[Source records]
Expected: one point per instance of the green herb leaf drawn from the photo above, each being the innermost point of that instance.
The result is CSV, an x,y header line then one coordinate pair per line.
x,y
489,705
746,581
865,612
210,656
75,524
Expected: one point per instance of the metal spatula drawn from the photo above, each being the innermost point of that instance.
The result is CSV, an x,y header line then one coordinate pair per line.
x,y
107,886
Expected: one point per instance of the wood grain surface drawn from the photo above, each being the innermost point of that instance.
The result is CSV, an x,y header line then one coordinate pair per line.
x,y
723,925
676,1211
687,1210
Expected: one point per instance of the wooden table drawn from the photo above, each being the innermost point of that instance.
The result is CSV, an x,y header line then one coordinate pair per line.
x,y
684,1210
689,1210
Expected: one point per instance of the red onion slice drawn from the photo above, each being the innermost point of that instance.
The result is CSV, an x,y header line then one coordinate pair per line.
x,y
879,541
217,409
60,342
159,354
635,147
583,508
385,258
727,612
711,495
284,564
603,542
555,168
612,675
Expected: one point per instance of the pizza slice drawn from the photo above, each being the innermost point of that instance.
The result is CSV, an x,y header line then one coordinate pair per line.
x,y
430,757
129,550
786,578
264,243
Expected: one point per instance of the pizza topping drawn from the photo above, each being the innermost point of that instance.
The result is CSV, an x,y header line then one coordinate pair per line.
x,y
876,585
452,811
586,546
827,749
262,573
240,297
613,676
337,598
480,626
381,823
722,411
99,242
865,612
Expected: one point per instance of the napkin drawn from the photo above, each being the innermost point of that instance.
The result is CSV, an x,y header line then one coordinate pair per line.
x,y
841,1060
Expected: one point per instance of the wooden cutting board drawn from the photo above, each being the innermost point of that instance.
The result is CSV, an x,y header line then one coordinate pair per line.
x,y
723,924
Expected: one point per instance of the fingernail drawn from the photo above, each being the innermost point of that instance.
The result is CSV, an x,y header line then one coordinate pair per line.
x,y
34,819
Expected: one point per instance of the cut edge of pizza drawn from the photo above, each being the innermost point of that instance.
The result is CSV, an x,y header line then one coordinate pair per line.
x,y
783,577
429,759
...
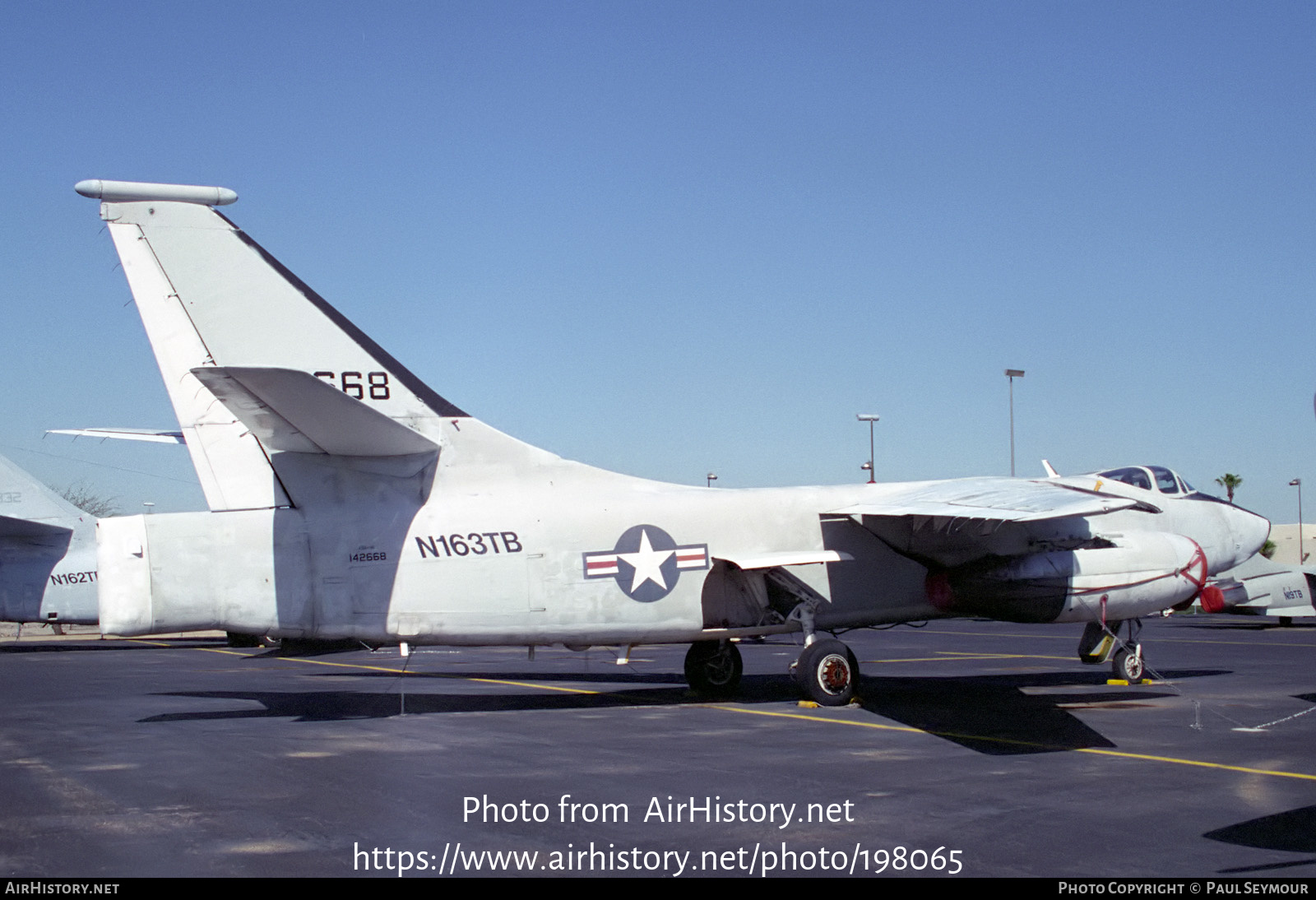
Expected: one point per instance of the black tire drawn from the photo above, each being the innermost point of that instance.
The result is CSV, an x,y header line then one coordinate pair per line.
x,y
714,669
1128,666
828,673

Given task: Report each line in the source records above that contains the word "pizza", copying every such line in full.

Output:
Expected: one point per instance of the pizza slice drawn from the photo above, each being the innermost point of that instance.
Expected: one point per instance of the pizza topping drawn from the photo above, each being the innermost point of that instance.
Expected: one point per instance of the cut edge of pizza drawn from the photo above, each being the innermost point of that instance.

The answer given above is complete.